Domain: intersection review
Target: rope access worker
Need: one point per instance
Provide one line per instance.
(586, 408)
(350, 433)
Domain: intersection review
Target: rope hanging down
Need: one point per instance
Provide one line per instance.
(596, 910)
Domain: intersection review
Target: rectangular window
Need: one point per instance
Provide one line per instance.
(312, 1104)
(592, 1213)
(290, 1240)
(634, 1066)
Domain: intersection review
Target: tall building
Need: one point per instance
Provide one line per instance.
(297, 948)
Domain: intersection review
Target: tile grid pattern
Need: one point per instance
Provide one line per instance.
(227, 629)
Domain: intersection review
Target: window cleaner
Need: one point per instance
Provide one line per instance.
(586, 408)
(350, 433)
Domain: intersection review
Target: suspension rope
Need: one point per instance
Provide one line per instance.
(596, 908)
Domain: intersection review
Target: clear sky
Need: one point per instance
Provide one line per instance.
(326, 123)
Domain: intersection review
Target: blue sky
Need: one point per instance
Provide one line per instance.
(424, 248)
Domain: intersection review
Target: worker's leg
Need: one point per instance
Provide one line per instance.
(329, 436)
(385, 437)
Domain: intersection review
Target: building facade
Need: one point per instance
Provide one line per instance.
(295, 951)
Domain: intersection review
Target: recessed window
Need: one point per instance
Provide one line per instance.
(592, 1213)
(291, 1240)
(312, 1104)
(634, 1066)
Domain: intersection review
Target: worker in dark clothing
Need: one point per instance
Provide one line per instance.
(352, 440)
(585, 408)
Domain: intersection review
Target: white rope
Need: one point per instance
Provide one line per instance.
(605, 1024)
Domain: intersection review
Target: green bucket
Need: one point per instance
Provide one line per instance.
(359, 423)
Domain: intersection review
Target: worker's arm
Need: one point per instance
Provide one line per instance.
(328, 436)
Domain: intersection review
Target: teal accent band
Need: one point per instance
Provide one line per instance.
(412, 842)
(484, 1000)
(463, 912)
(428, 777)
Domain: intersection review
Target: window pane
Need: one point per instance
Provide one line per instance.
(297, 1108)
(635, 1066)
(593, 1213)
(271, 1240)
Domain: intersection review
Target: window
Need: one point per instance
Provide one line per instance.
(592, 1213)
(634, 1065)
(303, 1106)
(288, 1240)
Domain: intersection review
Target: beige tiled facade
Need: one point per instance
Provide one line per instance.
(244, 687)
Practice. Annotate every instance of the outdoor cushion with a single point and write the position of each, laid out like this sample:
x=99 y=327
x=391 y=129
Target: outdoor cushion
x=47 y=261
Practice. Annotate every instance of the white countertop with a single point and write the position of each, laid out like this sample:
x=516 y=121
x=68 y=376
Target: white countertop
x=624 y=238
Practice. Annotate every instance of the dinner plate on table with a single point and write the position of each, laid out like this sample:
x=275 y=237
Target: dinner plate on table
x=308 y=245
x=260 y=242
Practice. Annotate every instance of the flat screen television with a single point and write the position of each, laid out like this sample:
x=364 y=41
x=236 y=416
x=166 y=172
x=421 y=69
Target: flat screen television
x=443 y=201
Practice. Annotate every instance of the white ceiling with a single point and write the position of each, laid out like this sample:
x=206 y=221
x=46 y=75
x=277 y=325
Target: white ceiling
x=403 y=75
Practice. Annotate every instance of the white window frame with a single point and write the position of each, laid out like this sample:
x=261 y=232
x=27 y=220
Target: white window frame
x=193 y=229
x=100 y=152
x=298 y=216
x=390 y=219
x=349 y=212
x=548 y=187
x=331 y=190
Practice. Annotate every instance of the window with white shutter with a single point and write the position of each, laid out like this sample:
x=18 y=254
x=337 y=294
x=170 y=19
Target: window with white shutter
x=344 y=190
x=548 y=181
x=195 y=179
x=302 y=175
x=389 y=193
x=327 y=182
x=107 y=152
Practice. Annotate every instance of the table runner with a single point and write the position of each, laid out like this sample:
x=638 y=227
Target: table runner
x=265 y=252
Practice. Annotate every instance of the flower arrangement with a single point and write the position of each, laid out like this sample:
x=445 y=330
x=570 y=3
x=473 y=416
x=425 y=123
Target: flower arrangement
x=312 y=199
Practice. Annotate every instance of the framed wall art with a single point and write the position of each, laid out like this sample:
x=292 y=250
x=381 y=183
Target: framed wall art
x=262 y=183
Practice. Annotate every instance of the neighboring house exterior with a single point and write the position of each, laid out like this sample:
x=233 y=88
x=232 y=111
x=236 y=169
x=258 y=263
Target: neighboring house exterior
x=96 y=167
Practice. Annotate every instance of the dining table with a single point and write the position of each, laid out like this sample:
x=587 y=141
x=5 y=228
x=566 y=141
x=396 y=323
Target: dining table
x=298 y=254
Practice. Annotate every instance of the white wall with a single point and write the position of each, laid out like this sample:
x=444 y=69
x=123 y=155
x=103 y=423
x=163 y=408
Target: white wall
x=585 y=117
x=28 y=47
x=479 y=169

-.-.-

The answer must consist of every line from the entries that holds the string "worker".

- **EXERCISE RESPONSE**
Target: rope access worker
Target: worker's leg
Target: worker in dark clothing
Target: worker's arm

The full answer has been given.